• **REQUIRED WORK**: Could you give the material again from the line with "For the wooden" up to and including the line with "[[422, 49]]", swapping "service" for "tool" and changing nothing else? Please leave the pictures out.

• **RECORD EXCERPTS**:
— START —
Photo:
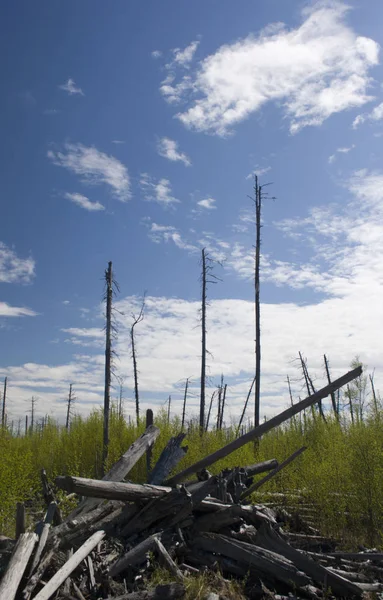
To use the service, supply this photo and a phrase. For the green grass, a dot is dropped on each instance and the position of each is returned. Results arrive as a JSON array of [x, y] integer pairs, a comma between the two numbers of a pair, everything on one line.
[[341, 473]]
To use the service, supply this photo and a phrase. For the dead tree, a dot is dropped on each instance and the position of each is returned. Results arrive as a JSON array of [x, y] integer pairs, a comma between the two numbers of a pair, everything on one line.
[[333, 399], [71, 399], [184, 404], [110, 330], [223, 405], [258, 206], [207, 276], [136, 320], [220, 393], [4, 401], [33, 404]]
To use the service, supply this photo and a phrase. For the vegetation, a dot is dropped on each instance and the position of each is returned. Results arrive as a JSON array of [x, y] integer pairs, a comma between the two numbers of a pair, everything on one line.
[[340, 475]]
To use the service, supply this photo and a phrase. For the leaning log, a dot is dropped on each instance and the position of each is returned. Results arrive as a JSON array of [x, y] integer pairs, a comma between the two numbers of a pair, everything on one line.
[[170, 457], [110, 490], [17, 565], [123, 466], [270, 539], [58, 579], [259, 431], [272, 474]]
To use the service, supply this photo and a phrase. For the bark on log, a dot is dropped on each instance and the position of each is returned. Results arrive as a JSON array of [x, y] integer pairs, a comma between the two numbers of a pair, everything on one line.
[[122, 467], [268, 538], [127, 492], [166, 560], [264, 561], [17, 565], [170, 457], [266, 465], [58, 579], [272, 474], [134, 557], [259, 431], [169, 591]]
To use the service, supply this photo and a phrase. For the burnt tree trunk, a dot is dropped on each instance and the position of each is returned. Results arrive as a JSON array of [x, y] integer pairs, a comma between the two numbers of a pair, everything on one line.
[[108, 363]]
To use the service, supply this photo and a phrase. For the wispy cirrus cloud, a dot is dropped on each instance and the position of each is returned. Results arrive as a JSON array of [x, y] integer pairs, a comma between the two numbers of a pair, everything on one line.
[[70, 87], [314, 71], [84, 202], [375, 115], [157, 191], [169, 149], [207, 203], [94, 167], [6, 310], [14, 269], [342, 150]]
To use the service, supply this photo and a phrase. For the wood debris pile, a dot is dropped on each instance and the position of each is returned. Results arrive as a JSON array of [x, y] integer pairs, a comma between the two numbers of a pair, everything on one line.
[[108, 546]]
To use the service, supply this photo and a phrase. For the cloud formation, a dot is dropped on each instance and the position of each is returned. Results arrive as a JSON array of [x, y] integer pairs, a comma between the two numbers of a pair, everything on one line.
[[6, 310], [94, 167], [84, 202], [318, 69], [160, 191], [14, 269], [169, 149], [71, 88]]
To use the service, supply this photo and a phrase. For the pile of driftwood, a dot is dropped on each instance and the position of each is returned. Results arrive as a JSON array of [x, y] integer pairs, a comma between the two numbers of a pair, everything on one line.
[[108, 546]]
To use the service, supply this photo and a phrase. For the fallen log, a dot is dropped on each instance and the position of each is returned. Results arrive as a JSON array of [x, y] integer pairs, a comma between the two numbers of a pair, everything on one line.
[[58, 579], [169, 591], [129, 492], [17, 565], [259, 431], [268, 538], [170, 457], [264, 561], [122, 467], [272, 474]]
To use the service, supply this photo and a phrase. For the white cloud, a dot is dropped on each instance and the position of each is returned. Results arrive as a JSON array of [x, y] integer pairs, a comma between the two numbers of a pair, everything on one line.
[[185, 56], [208, 203], [84, 202], [14, 269], [259, 171], [169, 149], [312, 72], [15, 311], [159, 191], [375, 115], [94, 167], [166, 233], [344, 150], [70, 87]]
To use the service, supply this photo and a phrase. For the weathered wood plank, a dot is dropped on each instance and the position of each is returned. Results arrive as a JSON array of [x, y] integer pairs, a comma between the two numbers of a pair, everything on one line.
[[112, 490], [272, 474], [58, 579], [259, 431], [170, 457], [17, 565], [121, 468]]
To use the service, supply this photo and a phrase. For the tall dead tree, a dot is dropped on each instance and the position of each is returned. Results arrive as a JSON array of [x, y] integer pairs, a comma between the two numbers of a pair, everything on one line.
[[258, 207], [4, 403], [333, 399], [207, 276], [136, 320], [71, 400], [184, 404], [110, 330]]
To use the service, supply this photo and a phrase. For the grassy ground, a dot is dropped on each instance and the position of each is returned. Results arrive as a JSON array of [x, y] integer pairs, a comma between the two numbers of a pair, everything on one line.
[[341, 473]]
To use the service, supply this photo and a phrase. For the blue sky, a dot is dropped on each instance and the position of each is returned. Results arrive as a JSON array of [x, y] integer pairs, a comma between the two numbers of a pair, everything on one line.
[[131, 132]]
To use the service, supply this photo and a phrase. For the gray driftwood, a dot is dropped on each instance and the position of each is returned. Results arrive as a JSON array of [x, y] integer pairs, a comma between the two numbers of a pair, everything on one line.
[[17, 565], [259, 431]]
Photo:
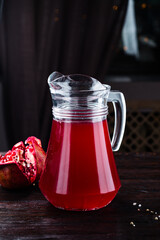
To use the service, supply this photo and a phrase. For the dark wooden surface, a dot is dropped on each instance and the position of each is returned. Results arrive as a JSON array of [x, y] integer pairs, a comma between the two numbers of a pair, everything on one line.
[[28, 215]]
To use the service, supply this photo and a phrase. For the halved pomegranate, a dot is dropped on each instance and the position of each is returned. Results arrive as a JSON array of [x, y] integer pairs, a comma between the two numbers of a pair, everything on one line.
[[23, 165]]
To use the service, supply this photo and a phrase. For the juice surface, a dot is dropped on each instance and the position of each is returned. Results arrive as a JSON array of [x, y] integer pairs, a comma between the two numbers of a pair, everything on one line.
[[80, 172]]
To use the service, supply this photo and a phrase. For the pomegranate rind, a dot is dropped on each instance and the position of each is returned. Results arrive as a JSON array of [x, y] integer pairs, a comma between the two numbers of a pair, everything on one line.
[[22, 166], [40, 155]]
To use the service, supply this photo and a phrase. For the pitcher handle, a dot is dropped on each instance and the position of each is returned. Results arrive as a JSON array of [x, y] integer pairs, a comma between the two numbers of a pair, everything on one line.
[[119, 104]]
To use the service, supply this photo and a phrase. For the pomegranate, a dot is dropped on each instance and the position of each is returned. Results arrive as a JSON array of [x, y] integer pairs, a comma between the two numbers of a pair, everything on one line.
[[23, 165]]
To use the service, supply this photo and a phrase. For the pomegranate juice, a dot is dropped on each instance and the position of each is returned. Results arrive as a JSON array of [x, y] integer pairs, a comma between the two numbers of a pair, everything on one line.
[[80, 172]]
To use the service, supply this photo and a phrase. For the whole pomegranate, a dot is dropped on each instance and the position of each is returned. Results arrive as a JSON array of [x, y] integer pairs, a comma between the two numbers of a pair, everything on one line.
[[23, 165]]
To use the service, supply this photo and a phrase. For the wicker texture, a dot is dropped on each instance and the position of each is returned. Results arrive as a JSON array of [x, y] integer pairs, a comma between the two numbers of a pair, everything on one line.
[[142, 133]]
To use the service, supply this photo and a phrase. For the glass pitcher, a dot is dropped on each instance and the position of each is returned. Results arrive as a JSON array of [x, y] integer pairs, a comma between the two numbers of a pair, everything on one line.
[[80, 171]]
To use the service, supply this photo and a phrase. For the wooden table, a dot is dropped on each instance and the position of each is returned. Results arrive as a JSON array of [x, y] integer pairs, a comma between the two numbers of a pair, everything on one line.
[[133, 214]]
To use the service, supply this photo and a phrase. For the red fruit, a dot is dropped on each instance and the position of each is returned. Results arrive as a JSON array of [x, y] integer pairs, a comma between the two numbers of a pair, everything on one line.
[[23, 165]]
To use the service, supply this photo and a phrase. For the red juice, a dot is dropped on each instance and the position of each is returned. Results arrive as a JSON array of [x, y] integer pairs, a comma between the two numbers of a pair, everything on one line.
[[80, 172]]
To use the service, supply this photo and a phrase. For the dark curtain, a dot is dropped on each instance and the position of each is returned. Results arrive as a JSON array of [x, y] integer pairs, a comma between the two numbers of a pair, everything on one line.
[[38, 37]]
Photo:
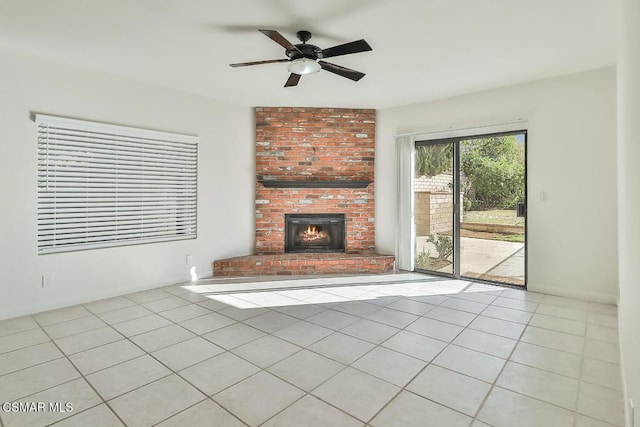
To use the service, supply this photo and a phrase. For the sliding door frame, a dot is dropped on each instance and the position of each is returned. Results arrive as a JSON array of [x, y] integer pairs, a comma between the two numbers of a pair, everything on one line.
[[455, 141]]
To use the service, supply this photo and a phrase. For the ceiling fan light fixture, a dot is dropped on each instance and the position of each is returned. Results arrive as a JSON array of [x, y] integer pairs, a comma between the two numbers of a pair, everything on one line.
[[304, 66]]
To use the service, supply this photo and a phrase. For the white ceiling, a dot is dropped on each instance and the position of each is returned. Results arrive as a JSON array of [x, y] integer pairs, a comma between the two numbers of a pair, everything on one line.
[[422, 49]]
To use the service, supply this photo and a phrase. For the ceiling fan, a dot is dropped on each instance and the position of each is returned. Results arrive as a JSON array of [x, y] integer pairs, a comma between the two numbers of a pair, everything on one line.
[[306, 58]]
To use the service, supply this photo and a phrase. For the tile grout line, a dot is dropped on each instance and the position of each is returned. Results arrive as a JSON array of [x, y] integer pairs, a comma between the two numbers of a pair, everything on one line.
[[494, 383], [83, 378], [333, 331]]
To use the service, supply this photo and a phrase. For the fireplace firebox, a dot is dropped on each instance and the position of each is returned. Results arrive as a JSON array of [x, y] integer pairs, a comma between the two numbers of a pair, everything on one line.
[[314, 233]]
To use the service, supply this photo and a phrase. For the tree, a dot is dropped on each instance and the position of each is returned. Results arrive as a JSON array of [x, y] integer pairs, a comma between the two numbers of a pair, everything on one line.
[[494, 171], [433, 159]]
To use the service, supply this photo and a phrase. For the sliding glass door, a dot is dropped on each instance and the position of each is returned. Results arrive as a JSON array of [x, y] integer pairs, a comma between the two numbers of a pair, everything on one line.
[[434, 207], [470, 206]]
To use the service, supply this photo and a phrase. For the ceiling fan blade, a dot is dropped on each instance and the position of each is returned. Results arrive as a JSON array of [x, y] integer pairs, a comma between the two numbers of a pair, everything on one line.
[[279, 38], [269, 61], [341, 71], [292, 80], [346, 49]]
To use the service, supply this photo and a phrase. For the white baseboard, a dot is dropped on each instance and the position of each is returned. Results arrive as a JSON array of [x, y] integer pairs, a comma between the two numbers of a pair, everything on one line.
[[83, 298], [576, 293]]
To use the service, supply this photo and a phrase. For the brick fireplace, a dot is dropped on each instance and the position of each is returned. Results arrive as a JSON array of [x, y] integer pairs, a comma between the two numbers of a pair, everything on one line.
[[313, 161]]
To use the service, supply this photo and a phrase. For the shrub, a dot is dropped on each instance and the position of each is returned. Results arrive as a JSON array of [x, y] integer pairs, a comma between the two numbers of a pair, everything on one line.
[[443, 244], [423, 260]]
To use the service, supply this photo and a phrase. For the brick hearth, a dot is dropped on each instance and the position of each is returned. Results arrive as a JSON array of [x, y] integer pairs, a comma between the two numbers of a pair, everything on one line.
[[317, 154], [299, 264]]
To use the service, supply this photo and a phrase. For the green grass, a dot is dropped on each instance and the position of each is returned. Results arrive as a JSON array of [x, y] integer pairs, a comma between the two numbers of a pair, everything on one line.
[[502, 217]]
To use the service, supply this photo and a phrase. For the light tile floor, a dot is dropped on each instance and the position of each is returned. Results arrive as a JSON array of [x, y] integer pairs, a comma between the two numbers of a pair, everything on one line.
[[386, 350]]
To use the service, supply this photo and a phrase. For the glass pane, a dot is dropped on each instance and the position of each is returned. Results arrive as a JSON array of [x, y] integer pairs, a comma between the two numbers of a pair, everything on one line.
[[492, 185], [433, 189]]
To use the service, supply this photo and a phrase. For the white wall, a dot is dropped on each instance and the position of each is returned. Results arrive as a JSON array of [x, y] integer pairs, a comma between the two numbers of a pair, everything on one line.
[[629, 199], [572, 236], [225, 184]]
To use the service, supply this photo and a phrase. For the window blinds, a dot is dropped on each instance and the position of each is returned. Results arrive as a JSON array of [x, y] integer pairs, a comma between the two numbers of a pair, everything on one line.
[[103, 185]]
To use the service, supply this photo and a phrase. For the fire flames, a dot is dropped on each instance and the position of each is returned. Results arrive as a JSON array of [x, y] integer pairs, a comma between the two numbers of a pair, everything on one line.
[[312, 233]]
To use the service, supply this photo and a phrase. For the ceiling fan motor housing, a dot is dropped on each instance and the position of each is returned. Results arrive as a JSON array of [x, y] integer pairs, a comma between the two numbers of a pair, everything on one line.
[[305, 51]]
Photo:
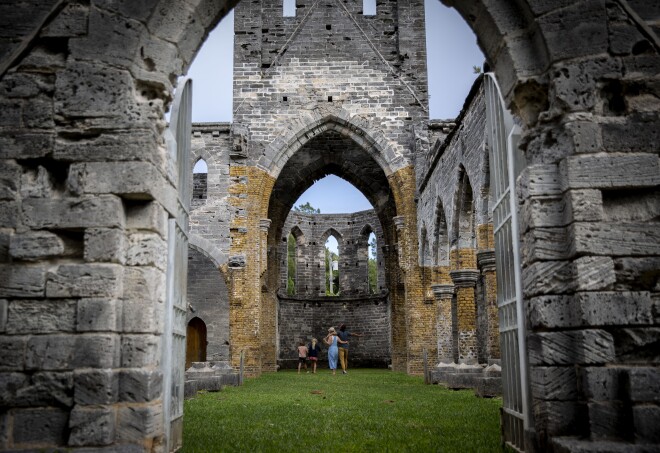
— END —
• **TASK ANSWER**:
To use the tool, supply this photo and a phrase. For the wooden table, a dot is dropped on each instance and the position of each is returned. Results arrive as a JSON array of [x, y] integer pairs, a comma between the two numbers of a pair, everything on one line.
[[133, 214]]
To use the tool, supply this photo and a phrase. For the red fruit, a dot is dropped on each instance and the position of each is returned. Results arrive as a JSON array of [x, y] integer pairs, a comma between the two numbers of a pair, everything on one line.
[[23, 165]]
To use the tool, supply this photo and a phrase. For the red juice, a dot is dropped on each instance and the position of each is returned. Results arrive as a JSON array of [x, y] integer pairs, a comma between the two numbers of a pair, everything on one line.
[[80, 172]]
To use the tool, supply this photo and a phrase. For the dark curtain, a dot is dropped on each instance and the position of each is returned. Results arrive as a JSON array of [x, y] integer pairs, a comma between the two numbers of a pair, everything on one line.
[[38, 37]]
Photo:
To use the tool, supply this photo and a phrase. For the sliding door frame, a dot is dropped on each instance and the position of each is returned. Results arrive as a JSON array of [x, y] integer pairs, a comma between the two numbers of a pair, everything on one line.
[[455, 141]]
To use the tool, supply this photo and a phrase. For the ceiling fan light fixture, a dot is dropped on each instance and the position of each is returned. Results arrive as a JSON array of [x, y] integer pairs, a comma between the two numbers of a pair, everything on one line.
[[304, 66]]
To use the tool, supply this photo and a phrase. For the white ceiling, a dot is dropped on each instance and the position of each is returned. Results arrive as a JSON array of [x, y] integer pairs, a comma between the two numbers of a pair, everything on one line.
[[422, 49]]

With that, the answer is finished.